## Required work
In the forum comments on the LPC decorations below, replace "pot" with "vase" and reproduce the passage from "I do have a" up to and including "That makes sense.".

## Selected excerpt
# # # # #

No specific ideas for containers (that seem to be missing) or for town decorations at the moment.
I do have a recolour of the LPC pot, although you seem to have several of those already, so I don't know how useful it is.

Saturday, May 9, 2020 - 19:06

Ah, I didn't realise that the site uses its own cache. That makes sense.

Saturday, May 9, 2020 - 18:15

Odd. It must have been a cached version I was seeing then, even though I did reload to check that first.

Sunday, May 3, 2020 - 18:37

They're mentioned/shown up thread. The Victorian decorations are alongside the Medieval decorations, which have a release (https://opengameart.org/content/lpc-medieval-village-decorations). The victorian ones do not (nor do the containers that appear in the last post dealing with the food items).

I was wondering if there are any current plans to release those as submissions as well.

Sunday, May 3, 2020 - 14:10

So, I was wondering: what's the status of the Victorian decorations and the food containers?

I was working on my game (read: perusing and downloading OGA artwork) and noticed that these are not included in one of the available downloads (or they're hidden somewhere where I can't find them).

Monday, June 24, 2019 - 12:50

This is the idea. It's just a travelling sinewave (actually, it's a double sinewave that is 32 pixels wide, and then I just made slices every 4 pixels) and the amplitude is a bit too large. Something more subtle should work better. A pure sinewave probably isn't ideal either.

Still, should be good enough to get the idea.

Sunday, June 23, 2019 - 16:39

I think the last one is my favorite yet. The one before looks very violent.

I think it'll still look good if the water along the shore were to move in such a way that the surface area of the tile is constant. In animation terms, it'd be like a wave passing through the tile from left to right (say). That makes the shoreline less static. Probably only needs a few pixels.

Sunday, June 23, 2019 - 06:24

It's tricky. I use a version of ZaPaper's water, but I subtracted the background so I'm left with a transparent water layer that I can put over my own backgrounds.

# # # # #

## Data shown
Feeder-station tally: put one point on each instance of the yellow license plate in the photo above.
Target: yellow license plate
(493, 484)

# # # # #

## The completed task
I do have a recolour of the LPC vase, although you seem to have several of those already, so I don't know how useful it is.

Saturday, May 9, 2020 - 19:06

Ah, I didn't realise that the site uses its own cache. That makes sense.